Items from a data source:
++++++++++

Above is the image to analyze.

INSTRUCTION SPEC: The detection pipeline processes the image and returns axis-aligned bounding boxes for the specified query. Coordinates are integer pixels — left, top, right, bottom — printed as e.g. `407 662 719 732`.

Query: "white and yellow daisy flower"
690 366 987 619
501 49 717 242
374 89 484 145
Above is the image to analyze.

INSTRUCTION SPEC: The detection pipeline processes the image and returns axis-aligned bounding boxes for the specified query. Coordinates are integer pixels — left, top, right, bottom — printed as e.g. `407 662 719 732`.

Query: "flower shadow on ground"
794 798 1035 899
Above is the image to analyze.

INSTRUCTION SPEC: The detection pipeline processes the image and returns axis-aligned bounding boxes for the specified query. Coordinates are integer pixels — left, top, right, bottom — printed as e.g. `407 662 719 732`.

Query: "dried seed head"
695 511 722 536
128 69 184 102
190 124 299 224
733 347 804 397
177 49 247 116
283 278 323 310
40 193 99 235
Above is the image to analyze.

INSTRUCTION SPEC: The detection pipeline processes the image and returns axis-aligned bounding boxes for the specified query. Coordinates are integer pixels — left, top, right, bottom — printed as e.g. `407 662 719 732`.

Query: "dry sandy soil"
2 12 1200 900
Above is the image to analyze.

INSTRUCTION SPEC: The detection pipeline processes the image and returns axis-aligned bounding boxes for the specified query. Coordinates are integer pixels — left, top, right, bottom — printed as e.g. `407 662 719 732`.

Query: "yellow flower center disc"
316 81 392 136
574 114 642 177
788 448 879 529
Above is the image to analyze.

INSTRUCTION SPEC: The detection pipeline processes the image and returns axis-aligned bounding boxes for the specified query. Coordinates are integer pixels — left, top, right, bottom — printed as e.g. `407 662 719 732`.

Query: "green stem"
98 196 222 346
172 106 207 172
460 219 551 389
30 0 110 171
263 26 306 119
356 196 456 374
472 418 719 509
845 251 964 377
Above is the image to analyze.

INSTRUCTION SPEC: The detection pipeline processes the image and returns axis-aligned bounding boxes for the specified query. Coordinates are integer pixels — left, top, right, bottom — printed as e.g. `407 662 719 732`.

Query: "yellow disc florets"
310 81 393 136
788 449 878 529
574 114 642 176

++++++++++

▸ Directions for this task:
Repeat the data in its entirety, character for character.

▸ Solved problem:
Above is the image to analyze.

INSTRUCTION SPEC: The detection pipeline processes the image and returns axis-aligned bounding boxes for the specified query. Coordinates are integer pixels — left, top, right, bottom — printed as e.g. `407 662 719 732`.

Query: "white and yellow daisy flower"
690 366 987 619
501 49 717 242
374 89 484 145
Above is the image to analyze.

INSTRUCTION SPEC: The detection pipeline processes the image and returns axis-aligned bounding boxes for the specified query. Coordinates are integer pixels — left, top, right, bottom — printed as e.g. `407 662 719 732`.

Query: "flower shadow on ground"
794 798 1035 899
Above is the image to analyze.

INSTRUCTION SPEC: The detection pipeline processes the image and returns axis-aligned bounding boxes for the specified query. Coordinates are integer pixels — left, top, right, bottom — printed as e.g. `407 662 719 732`.

Query: "dried seed head"
695 511 722 536
128 69 184 102
190 124 299 224
733 347 804 397
177 49 247 116
283 278 323 310
40 193 99 235
Above is the image to analyze.

INSTRUCTION SPEC: The detection pipeline processes the image and returns axis-aligned bounding boxes for the specified query. Coordinates are integer pixels — left, top, right, bottom — printed as e.g. `407 662 719 732`.

Query: "dry sandy soil"
2 12 1200 900
Above is the image to analyze.

INSTRUCTION SPEC: The detection pipeline processes the image and returns axis-aligned bounding boxes for the specified query. Coordinates are integer pixels — left, top, right, bottom — printed as e.g. `407 662 719 732`.

Query: "yellow flower center disc"
316 81 392 136
574 114 642 177
788 448 879 529
Above is the image to analyze.

INSTRUCTION SPEC: The detection pipeline processes the image and returns axis-aligned bounding boxes for the specified query. Coordinates are integer pixels — left, top, right, bottom — printed as e.g. `407 662 719 732`.

Query: "green stem"
98 196 222 346
172 106 207 172
460 219 551 389
30 0 110 171
263 26 306 119
356 196 456 374
472 418 719 509
845 251 964 377
Above is the image to analyze.

INSTRUCTION SPEC: The detection pipeline processes the image and returns axis-aligned bounding boxes for the specified query. Coordinates are integer pixels — left, top, right, bottom — printed as e.g. `407 662 719 732`.

Query: "yellow disc florets"
310 81 393 136
788 449 878 529
574 114 642 176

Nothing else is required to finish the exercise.